» **WORK REQUEST**: Output, word for word, the line that contains "<point>289,274</point>" and all lines after it in the records below, omitting pictures.

» **STORED DATA**:
__________

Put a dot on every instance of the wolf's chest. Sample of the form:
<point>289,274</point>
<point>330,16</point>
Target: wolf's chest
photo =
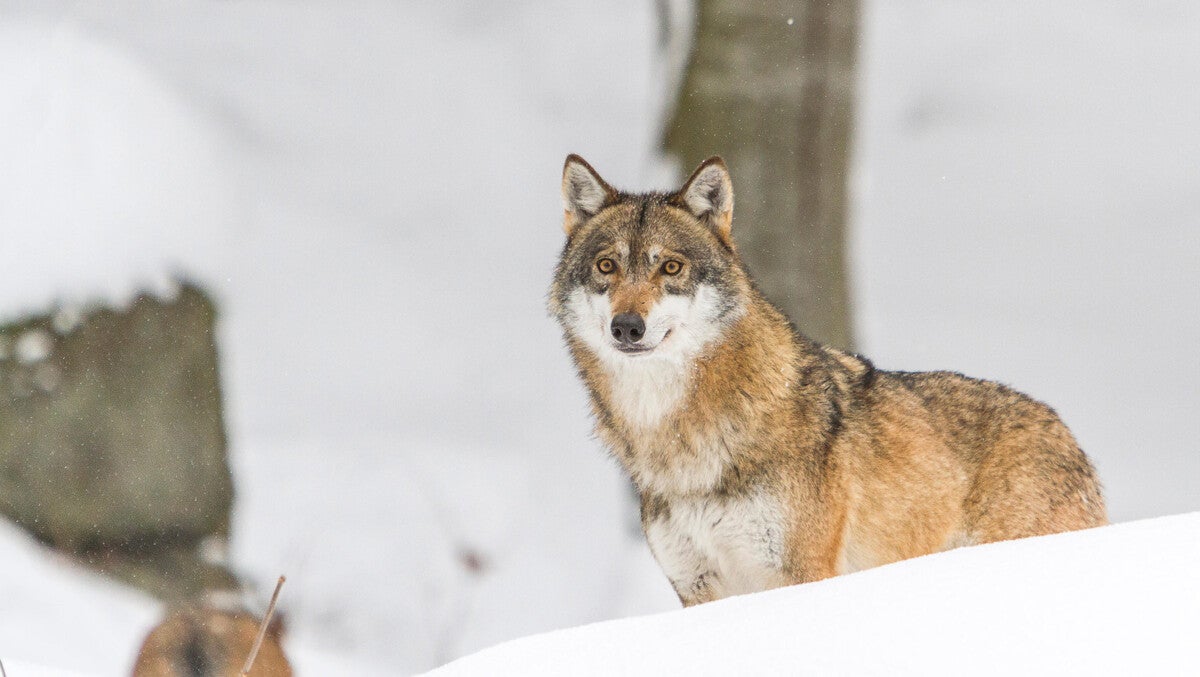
<point>712,547</point>
<point>646,394</point>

__________

» **EXPECTED ANSWER**:
<point>289,274</point>
<point>330,16</point>
Target: wolf's chest
photo =
<point>712,547</point>
<point>646,394</point>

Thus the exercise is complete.